RECORDED INFORMATION:

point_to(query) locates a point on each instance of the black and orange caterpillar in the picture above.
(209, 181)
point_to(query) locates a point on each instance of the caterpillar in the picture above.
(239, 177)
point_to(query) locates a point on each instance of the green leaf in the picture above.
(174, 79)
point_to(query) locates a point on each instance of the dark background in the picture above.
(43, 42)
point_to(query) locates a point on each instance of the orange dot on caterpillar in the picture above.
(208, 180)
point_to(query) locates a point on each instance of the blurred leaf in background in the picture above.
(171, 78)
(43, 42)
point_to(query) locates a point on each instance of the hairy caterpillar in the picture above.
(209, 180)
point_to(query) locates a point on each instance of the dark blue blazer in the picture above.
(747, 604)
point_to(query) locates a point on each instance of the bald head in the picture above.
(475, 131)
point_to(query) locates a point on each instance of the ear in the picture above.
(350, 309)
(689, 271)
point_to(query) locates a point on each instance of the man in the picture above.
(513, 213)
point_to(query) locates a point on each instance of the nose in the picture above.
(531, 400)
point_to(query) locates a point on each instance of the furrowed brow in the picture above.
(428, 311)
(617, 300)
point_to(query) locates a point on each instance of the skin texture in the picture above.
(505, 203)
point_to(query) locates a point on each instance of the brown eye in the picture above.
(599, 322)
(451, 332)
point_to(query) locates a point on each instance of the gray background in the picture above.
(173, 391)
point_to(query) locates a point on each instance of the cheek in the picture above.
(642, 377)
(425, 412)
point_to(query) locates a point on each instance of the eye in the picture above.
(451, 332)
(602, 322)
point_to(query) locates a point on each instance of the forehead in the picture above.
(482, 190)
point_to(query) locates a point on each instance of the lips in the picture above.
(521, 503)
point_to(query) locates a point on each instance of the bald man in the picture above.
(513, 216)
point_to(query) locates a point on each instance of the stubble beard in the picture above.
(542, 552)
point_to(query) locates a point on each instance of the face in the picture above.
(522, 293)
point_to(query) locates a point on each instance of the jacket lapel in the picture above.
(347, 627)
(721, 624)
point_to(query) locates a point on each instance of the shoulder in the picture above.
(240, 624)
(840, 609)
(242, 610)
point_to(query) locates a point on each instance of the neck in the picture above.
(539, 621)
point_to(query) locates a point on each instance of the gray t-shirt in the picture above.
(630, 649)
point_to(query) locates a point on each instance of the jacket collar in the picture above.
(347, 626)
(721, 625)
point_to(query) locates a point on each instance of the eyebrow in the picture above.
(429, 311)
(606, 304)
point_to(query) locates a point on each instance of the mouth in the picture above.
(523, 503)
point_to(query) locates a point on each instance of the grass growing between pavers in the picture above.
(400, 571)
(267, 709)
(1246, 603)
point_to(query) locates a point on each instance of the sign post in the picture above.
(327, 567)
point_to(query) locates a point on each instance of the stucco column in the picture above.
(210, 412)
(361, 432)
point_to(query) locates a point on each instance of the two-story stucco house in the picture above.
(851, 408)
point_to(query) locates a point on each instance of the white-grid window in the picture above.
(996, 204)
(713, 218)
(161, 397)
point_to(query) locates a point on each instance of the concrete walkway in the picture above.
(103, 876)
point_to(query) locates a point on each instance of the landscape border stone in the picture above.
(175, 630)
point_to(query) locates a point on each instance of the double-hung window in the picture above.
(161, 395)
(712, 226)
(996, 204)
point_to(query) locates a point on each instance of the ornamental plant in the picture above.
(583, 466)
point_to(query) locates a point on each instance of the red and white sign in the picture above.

BRIEF: Repeat every record, keeping each word and mark exactly as it is.

SOLVED PROBLEM:
point_to(query) locates a point on each instance of the black and orange caterpillar in the picture above.
(209, 181)
point_to(query) locates a point on each instance of the caterpillar in the picture above.
(239, 177)
point_to(query) locates a point on each instance of the green leaf in the picture above.
(174, 79)
point_to(query) locates a point on each instance of the dark background in the picture above.
(43, 42)
point_to(query) locates a point on each instance of the orange dot on caterpillar in the picture above.
(208, 180)
point_to(query) locates a point on each instance of the blurred leaf in background in the picture above.
(171, 78)
(43, 42)
point_to(query) locates a point on each instance of the hairy caterpillar in the picture above.
(209, 180)
point_to(query) locates a point on each instance of the dark blue blazer in the picture above.
(747, 604)
point_to(query) locates a point on each instance of the bald head in the picture above.
(475, 131)
point_to(query) locates a point on each instance of the ear in the picture above.
(350, 309)
(689, 271)
point_to(query) locates a point on each instance of the man in the picture above.
(513, 213)
point_to(query) locates a point on each instance of the nose in the picture above.
(531, 400)
point_to(query) locates a point on each instance of the furrowed brow in the picture above.
(428, 311)
(617, 300)
point_to(query) locates a point on each instance of the skin texture in the picture above.
(505, 203)
point_to(query) locates a point on each instance of the brown eye in the picture above.
(599, 322)
(451, 332)
point_to(query) locates a point on each instance of the gray background in the picture above.
(173, 391)
point_to(query) locates a point on each instance of the cheek in the picture above.
(642, 377)
(425, 412)
point_to(query) locates a point on each instance of the eye in the picture above.
(451, 332)
(602, 322)
point_to(query) locates a point on each instance of the forehead in the picture above.
(482, 190)
point_to(query) locates a point on each instance of the lips in the picture above.
(521, 503)
point_to(query) locates a point on each instance of the bald man in the picture above.
(513, 216)
point_to(query) locates a point on each instance of the stubble beard in the picture above.
(542, 552)
point_to(query) locates a point on each instance of the face in the picture above.
(522, 293)
point_to(query) locates a point on each instance of the jacket lapel in the picture above.
(347, 627)
(721, 624)
point_to(query) locates a point on each instance of the shoulder in the picture above.
(240, 624)
(840, 609)
(242, 610)
point_to(query) locates a point on each instance of the neck in the picture above.
(539, 621)
point_to(query) locates a point on each instance of the gray t-shirt in the picture above.
(630, 649)
point_to(query) locates a point on each instance of the jacket collar in the picture above.
(347, 626)
(721, 625)
point_to(query) locates a point on each instance of the eyebrow in the picture above.
(429, 311)
(606, 304)
point_to(query) locates a point on each instance of the mouth in the picture above.
(523, 503)
point_to(query) locates a point on each instance of the grass growing between pavers in the picture above.
(400, 571)
(267, 709)
(1246, 603)
point_to(query) locates a point on each instance of the sign post in the picture above.
(327, 567)
point_to(query) locates a point on each instance of the stucco column in the picture above.
(210, 412)
(361, 432)
point_to(query) locates a point on each instance of the two-story stucco house in the picture above.
(851, 408)
point_to(query) locates a point on each instance of the white-grid window in the picture above.
(996, 204)
(713, 218)
(161, 397)
point_to(query) locates a point on each instance of the concrete walkway in the picture above.
(103, 876)
point_to(query) locates a point on each instance of the landscape border stone in the picture above.
(175, 630)
point_to(query) locates a point on each instance of the double-hung window in the picture above.
(161, 395)
(712, 226)
(996, 204)
point_to(query) locates a point on each instance of the ornamental plant in the picture above.
(583, 466)
point_to(query) locates a point on each instance of the red and white sign in the picture above.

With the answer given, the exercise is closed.